About this task ▸ Nothing but the lines from the one containing "Where can you see the honey dipper" to the end of the material should be returned, each exactly as written.

*** Source material Section Begins ***

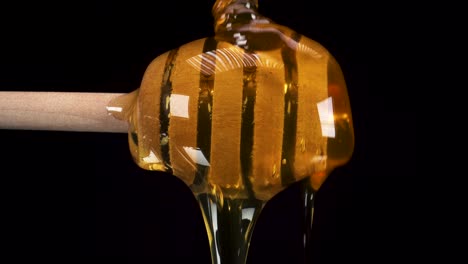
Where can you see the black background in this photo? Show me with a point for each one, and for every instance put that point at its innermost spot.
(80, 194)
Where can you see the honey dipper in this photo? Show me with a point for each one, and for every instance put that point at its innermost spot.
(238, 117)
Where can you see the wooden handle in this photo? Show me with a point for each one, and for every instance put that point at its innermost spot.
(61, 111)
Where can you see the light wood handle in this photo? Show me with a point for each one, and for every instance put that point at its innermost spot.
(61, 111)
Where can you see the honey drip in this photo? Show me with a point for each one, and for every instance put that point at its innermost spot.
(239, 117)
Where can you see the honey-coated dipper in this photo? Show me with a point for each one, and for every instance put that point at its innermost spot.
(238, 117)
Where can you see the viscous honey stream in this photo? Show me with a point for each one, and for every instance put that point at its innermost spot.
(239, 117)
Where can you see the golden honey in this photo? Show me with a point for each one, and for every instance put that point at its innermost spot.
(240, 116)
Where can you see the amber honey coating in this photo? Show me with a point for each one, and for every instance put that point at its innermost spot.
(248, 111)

*** Source material Section Ends ***

Answer to this problem ▸
Where can you see the honey dipper in this photo? Show me with a point for each one, and for every instance put that point at its innermost spot.
(238, 117)
Where can you see the wooden handle in this photo? Show me with a point for each one, and for every instance put that point at its innermost spot.
(61, 111)
Where can you see the light wood handle in this photo? Show me with a point for each one, and for every instance put that point at its innermost spot.
(61, 111)
Where can you see the honey drip in this photo? Show me with a point for each one, and for every instance put that point at its innermost spot.
(239, 117)
Where can you see the honey-coated dipper in this photo? Show me with a point for each one, and for every instance put that point at its innermost spot.
(238, 117)
Where can you see the viscous honey stream in this photo? Show me with a point for each one, and for every instance put that point at its innermost spot.
(239, 117)
Where can you see the golden honey in this photo? Show me with a point for each one, and for every instance put that point at its innermost spot.
(240, 116)
Where can you see the amber honey coating in this photo? Show me with a point for each one, and for every instance put that point at its innermost spot.
(248, 111)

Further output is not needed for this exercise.